本文>
——————

二階俊博とグリーンピア南紀の闇



昭和55年から、日本経済の市場解放が始まり、バブル景気は、昭和63年(1988年)に絶頂になった。

年金福祉事業団の還元セールスのように、全国に被保険者や年金受給者などのためのリゾートホテルを建設する計画が立てられた。年金福祉事業団は、大切な国民の年金掛け金の運用を預かる公的機関だ。従って、運用対象を拡大するのは、政治の意思と推進が働いたことに他ならない。

和歌山県のリゾートは、那知勝浦のグリーンピア南紀だった。

当時、市場解放後のバブルで、円高が進行し、日本国民の海外旅行熱も一挙に高まった。余暇の産業化とか、観光事業が脚光を浴びる時代だった。

そういう時期の平成2年(1990年)、二階俊博議員は、海部内閣の運輸政務次官になっている。

運輸省は、航空行政を預かる官庁だ。二階議員が運輸政務次官に就任する前年の、平成元年(1989年)、関西空港が完成している。運輸政務次官就任は、

関空開港とピッタリ歩調が合った任命だった。


小泉政権が誕生し、行財政改革元年の平成13年(2001年)、バブル期に政策立案された全国のグリーンピアを、

平成17年(2005年)までに廃止することが閣議決定された。

この小泉改革の13年度に、それまで、厚生年金、郵便貯金、簡易保険で国民から集めた資金が、「財政投融資資金」という名目で、いろいろな国家プロジェクトに投資されてきた。小泉改革は、「財投債」発行して、その資金を国家債務勘定に繰り入れ明確にした。

そして、その金額が44兆円に達していたことは、先の「国債」の項でみた。このグリーンピア南紀も、その財政投融資事業の対象の一つだった。


グリーンピア南紀は、

平成15年(2003年)経営が行き詰まり、

インターネット・ウィキペディアによると、つぎのように紹介されている。

「グリーンピア南紀(和歌山県)の跡地開発をめぐり、所有する那智勝浦町に中華人民共和国のリゾート会社「香港BOAC」を紹介したのは、地元政界に強い影響力を持つ二階だと報じられている。

跡地は賃貸後の2015年に無料で業者へ譲渡されるという異例の契約となっており、地元で批判が高まっている。グリーンピア跡地の大半が公募で請負先を決めている中では異例だった。
その後、資金難を理由に開発計画を先延ばししようとしたペーパーカンパニーの疑いが濃い香港BOAOに対して 那智勝浦町議会は、債務不履行を理由に契約解除を決めたが、違約金等で長引く可能性があり、そもそもこのような会社を紹介し、圧力をかけた二階氏に対する疑問の声は地元ですら多い。

——————

データ内容>
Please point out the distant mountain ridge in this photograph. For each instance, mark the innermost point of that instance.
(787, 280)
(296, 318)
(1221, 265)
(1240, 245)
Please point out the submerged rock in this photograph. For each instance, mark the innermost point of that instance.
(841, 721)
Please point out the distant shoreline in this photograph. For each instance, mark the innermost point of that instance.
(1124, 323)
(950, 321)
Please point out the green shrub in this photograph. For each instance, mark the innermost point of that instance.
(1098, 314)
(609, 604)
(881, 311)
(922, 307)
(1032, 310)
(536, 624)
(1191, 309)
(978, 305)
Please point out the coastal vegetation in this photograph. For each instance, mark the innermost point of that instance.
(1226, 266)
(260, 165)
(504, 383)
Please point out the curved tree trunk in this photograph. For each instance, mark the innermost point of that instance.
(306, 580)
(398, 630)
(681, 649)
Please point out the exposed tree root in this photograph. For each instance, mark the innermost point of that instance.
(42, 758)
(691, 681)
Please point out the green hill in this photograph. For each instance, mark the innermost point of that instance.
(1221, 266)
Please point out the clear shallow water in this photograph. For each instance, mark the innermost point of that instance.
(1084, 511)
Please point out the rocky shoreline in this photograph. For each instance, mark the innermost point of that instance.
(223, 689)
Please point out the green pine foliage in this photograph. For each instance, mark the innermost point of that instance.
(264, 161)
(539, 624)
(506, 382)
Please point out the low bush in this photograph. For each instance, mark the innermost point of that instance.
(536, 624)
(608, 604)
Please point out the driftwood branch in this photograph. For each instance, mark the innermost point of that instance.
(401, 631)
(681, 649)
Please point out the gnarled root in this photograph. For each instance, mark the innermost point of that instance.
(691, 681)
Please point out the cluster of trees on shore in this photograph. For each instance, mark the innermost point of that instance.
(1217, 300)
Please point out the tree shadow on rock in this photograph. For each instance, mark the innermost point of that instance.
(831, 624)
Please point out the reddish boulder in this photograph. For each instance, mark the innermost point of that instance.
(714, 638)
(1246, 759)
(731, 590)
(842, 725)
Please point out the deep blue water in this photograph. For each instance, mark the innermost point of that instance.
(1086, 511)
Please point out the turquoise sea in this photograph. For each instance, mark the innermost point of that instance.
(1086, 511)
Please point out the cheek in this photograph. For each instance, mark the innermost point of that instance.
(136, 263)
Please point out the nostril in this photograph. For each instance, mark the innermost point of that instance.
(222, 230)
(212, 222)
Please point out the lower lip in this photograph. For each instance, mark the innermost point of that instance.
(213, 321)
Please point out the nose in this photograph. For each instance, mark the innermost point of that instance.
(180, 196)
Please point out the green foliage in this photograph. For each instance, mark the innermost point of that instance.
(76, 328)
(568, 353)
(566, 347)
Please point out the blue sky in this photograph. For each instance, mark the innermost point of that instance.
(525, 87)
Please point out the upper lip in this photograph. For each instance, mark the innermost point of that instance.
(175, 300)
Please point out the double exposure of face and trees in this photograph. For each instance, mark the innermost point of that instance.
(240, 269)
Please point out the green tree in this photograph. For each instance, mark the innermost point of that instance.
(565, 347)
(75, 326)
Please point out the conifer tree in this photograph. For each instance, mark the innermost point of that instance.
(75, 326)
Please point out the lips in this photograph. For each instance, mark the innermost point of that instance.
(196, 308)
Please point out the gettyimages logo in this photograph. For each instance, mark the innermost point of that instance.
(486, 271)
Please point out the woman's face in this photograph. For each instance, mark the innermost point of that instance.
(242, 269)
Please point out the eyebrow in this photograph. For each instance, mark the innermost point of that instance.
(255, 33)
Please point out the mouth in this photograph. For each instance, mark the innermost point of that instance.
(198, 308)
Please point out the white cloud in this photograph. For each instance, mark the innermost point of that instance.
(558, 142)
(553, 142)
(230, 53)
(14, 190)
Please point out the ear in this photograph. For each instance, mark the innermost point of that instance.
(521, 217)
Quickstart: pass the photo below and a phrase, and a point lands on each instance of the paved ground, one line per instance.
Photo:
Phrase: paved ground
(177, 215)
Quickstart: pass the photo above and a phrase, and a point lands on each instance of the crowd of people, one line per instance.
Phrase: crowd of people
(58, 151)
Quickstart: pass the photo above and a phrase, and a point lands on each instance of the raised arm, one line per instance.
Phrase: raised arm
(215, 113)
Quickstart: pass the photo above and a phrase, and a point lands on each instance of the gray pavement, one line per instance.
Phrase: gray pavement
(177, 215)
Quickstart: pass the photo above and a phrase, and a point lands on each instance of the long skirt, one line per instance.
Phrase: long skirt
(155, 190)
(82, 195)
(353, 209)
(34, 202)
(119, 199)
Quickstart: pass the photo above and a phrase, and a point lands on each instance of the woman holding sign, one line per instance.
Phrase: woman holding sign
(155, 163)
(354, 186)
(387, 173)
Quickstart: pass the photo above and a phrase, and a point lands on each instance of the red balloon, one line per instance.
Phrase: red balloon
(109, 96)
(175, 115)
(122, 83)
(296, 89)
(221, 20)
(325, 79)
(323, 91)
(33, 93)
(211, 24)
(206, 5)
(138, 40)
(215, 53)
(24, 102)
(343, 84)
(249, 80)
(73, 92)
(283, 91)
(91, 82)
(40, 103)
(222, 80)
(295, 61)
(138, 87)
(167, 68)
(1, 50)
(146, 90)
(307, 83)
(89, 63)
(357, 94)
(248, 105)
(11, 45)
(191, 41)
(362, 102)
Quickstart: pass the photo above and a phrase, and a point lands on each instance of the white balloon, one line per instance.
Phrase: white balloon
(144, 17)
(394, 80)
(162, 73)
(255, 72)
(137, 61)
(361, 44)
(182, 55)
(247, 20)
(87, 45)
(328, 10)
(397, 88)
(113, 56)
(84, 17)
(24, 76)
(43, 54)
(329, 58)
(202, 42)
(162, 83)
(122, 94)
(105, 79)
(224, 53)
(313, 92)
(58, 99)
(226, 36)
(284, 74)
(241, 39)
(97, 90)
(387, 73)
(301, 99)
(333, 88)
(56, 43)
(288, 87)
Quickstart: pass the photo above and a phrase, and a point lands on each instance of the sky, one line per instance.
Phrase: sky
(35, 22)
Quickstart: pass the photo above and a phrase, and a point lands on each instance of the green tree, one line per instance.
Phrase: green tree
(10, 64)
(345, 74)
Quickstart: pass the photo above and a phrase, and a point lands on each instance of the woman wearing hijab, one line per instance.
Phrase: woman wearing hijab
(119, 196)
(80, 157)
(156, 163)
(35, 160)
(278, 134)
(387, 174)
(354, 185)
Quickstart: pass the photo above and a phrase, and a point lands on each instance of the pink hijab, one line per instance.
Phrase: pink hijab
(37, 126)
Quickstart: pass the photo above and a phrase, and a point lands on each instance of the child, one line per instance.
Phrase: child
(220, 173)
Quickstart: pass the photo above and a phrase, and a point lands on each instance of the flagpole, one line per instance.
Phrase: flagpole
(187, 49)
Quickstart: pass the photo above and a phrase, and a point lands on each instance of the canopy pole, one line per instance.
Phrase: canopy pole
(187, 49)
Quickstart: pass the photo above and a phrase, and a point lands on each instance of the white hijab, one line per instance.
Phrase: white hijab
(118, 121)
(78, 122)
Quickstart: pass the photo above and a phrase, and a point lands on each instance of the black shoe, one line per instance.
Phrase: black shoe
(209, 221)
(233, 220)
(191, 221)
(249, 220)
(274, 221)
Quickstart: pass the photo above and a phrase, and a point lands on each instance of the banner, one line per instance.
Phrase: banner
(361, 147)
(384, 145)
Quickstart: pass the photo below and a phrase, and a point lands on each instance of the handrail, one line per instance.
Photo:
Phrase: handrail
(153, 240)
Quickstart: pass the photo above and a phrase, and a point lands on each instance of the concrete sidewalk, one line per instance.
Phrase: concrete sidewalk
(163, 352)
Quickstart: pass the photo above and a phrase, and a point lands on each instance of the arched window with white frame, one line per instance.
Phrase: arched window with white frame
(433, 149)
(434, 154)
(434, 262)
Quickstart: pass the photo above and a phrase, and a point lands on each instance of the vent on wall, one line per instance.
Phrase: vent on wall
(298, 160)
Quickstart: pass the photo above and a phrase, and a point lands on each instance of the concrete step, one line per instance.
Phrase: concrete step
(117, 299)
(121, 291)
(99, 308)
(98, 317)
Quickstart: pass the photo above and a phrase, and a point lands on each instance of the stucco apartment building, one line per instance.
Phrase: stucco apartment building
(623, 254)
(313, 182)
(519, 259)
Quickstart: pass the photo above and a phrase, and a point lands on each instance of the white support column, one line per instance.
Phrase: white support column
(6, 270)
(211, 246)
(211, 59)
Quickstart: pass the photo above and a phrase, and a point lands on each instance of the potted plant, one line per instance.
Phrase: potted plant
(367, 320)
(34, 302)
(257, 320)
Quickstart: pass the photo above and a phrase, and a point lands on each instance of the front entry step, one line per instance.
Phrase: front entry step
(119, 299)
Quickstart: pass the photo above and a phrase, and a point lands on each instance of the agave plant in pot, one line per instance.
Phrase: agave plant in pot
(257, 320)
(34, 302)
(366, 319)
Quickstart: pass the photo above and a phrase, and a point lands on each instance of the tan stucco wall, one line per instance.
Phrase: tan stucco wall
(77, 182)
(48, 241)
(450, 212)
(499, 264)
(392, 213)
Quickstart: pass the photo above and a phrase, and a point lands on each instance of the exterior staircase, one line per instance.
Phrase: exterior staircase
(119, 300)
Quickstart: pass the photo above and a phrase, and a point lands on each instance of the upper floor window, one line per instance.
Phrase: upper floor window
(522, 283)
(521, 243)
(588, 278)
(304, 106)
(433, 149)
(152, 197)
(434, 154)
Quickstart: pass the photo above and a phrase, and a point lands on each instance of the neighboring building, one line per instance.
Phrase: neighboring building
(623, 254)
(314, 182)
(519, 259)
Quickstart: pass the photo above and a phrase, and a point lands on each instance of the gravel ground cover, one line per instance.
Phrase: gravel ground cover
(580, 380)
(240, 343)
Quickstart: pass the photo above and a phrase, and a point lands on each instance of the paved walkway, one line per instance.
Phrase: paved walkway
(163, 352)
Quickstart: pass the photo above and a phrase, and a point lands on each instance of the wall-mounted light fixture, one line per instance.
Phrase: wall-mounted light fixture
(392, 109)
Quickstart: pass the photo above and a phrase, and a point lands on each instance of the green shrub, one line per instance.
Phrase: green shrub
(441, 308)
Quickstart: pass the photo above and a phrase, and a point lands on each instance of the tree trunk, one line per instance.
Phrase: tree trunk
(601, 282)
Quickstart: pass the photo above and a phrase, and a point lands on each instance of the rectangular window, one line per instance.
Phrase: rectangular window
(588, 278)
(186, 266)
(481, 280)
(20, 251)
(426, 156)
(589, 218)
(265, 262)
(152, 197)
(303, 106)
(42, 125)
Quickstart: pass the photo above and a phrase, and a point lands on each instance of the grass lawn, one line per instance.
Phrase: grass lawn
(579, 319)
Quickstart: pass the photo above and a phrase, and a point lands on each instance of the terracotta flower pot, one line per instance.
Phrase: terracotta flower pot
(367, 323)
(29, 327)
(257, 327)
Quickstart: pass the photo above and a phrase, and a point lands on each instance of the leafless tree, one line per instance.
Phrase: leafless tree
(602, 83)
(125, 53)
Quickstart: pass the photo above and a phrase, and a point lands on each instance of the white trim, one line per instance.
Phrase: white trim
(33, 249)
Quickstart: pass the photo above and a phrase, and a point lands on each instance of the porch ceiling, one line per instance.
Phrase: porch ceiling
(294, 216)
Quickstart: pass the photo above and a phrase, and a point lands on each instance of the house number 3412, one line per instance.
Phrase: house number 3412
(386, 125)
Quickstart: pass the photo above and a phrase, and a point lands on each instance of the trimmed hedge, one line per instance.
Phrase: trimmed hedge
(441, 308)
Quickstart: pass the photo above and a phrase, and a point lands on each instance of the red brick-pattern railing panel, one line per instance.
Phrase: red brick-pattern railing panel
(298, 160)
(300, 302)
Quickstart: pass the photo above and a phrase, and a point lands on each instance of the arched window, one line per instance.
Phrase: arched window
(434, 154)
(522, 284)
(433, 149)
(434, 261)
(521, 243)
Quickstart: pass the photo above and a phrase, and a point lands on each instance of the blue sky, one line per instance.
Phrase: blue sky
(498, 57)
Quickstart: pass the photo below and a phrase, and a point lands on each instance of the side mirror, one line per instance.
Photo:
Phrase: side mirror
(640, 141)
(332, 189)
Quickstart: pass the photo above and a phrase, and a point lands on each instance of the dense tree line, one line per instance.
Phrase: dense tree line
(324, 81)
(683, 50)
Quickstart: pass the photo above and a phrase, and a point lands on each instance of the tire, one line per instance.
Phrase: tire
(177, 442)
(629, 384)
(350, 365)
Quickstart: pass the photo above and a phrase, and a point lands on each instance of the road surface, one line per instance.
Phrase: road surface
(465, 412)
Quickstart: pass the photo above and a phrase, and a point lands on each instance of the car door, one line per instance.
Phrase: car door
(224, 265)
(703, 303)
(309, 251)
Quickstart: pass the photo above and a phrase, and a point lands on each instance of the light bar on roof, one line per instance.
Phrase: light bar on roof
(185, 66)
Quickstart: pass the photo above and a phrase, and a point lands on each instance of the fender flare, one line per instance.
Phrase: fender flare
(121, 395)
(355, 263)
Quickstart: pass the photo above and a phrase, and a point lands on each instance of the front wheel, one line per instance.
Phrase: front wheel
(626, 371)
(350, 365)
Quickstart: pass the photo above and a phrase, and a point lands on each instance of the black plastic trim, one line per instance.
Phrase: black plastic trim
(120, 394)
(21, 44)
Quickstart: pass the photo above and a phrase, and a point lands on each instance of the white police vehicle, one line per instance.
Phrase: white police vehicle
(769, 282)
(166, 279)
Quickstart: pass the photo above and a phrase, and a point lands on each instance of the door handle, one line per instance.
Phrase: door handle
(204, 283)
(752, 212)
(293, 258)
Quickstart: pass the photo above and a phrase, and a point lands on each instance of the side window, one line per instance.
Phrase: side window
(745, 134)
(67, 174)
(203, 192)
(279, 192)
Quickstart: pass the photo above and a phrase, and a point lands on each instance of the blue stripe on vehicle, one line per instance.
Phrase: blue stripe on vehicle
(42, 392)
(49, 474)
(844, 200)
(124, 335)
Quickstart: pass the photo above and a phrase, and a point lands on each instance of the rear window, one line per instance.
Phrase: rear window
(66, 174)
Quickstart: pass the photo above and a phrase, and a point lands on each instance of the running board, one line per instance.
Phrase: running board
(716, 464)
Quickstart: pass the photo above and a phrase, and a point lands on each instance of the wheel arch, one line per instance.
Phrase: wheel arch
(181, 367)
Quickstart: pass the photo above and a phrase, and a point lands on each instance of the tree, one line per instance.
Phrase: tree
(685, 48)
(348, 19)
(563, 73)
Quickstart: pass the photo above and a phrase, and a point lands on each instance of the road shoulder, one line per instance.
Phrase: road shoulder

——————

やること>
[1] グリーンピア南紀についての本文から、「当時、市場解放後のバブルで、」で始まり「務勘定に繰り入れ明確にした。」まで続く部分を、そのまま書き写してください。
[2] グリーンピア南紀についての本文にある「運輸省は、航空行政を預かる官庁だ。」という文を英語に訳してください。
本文に書いてあることだけを使ってください。

答え>
[1]
当時、市場解放後のバブルで、円高が進行し、日本国民の海外旅行熱も一挙に高まった。余暇の産業化とか、観光事業が脚光を浴びる時代だった。

そういう時期の平成2年(1990年)、二階俊博議員は、海部内閣の運輸政務次官になっている。

運輸省は、航空行政を預かる官庁だ。二階議員が運輸政務次官に就任する前年の、平成元年(1989年)、関西空港が完成している。運輸政務次官就任は、

関空開港とピッタリ歩調が合った任命だった。


小泉政権が誕生し、行財政改革元年の平成13年(2001年)、バブル期に政策立案された全国のグリーンピアを、

平成17年(2005年)までに廃止することが閣議決定された。

この小泉改革の13年度に、それまで、厚生年金、郵便貯金、簡易保険で国民から集めた資金が、「財政投融資資金」という名目で、いろいろな国家プロジェクトに投資されてきた。小泉改革は、「財投債」発行して、その資金を国家債務勘定に繰り入れ明確にした。

[2] The Ministry of Transport is the government office in charge of aviation administration.